February 16 -17, 2023
The Iranian Diaspora in Global Perspective Conference
The Iranian Diaspora in Global Perspective Conference aims to support the growing field of Iranian Diaspora Studies by sharing new research and scholarship and will bring together scholars to showcase their work on the global Iranian diaspora. This conference will build and sustain a stronger academic community, draw attention to increasingly transnational elements of the Iranian diaspora, and highlight the importance of cross-disciplinary research and collaboration. Additionally, the conference will draw from selected 2023 conference presentations to invite papers for an edited volume that will be made available in open access format through an academic publisher such as University of California Press. Sponsored by the Center for Near Eastern Studies, Center for Iranian Diaspora Studies at San Francisco State University; School of Global Studies & Partnerships and Oklahoma State University.

February 23, 2023 | 5:00 PM PST
Chinese Policy Toward International Giving in the COVID Era (Global Chinese Philanthropy Lecture)

※ ※ ※

» **Task to complete**
On the events page, which publisher is offered as an example for releasing the open-access edited volume drawn from the Iranian diaspora conference?

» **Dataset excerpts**
※ ※ ※

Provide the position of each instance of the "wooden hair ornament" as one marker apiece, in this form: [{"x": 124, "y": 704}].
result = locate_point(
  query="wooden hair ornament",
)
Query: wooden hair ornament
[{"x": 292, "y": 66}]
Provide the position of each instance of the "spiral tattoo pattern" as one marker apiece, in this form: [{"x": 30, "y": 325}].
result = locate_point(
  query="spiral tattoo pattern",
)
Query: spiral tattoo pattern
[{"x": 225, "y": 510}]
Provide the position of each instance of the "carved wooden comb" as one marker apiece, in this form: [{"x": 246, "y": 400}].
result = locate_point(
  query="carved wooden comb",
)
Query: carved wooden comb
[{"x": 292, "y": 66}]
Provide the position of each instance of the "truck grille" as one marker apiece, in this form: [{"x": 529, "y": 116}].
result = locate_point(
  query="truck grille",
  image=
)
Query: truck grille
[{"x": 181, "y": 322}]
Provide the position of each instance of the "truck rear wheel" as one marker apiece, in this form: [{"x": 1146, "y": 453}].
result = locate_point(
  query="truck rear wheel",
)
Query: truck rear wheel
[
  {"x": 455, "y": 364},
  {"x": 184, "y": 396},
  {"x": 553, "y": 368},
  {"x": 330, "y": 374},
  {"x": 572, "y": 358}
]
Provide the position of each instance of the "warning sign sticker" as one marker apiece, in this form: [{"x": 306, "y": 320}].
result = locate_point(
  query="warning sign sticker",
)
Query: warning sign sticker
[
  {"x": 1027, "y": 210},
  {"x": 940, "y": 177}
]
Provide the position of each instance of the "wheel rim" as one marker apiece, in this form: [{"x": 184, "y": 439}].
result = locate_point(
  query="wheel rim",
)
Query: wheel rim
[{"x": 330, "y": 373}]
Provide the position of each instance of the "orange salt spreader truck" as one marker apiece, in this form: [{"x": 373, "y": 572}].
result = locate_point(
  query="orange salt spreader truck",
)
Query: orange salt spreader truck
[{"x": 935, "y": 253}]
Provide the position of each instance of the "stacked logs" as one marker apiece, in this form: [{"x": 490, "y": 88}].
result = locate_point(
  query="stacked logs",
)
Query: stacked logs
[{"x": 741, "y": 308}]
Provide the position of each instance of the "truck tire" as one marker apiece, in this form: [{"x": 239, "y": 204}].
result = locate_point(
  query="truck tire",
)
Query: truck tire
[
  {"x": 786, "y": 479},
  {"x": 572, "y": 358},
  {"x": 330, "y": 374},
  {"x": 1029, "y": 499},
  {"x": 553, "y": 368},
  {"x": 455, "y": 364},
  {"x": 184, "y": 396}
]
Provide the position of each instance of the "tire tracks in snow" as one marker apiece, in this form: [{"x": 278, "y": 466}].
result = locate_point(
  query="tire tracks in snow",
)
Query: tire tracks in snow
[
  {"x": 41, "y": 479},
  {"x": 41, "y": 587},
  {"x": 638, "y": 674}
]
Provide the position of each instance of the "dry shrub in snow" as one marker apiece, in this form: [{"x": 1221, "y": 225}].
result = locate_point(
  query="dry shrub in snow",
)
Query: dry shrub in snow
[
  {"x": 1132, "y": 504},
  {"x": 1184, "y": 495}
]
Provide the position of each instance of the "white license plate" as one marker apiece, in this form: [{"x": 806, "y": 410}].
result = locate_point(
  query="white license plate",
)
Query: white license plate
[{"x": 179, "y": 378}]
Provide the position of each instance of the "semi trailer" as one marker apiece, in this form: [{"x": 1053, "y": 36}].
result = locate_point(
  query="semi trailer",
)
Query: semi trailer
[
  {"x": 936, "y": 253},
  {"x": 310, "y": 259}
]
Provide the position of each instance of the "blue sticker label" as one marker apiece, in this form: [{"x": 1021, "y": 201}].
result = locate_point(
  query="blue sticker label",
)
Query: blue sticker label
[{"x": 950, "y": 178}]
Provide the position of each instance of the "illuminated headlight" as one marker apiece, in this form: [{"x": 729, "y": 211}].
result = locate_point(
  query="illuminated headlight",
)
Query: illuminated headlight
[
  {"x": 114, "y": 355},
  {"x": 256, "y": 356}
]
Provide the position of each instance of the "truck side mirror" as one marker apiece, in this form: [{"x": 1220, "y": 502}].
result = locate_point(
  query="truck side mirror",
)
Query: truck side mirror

※ ※ ※

» **Problem solution**
University of California Press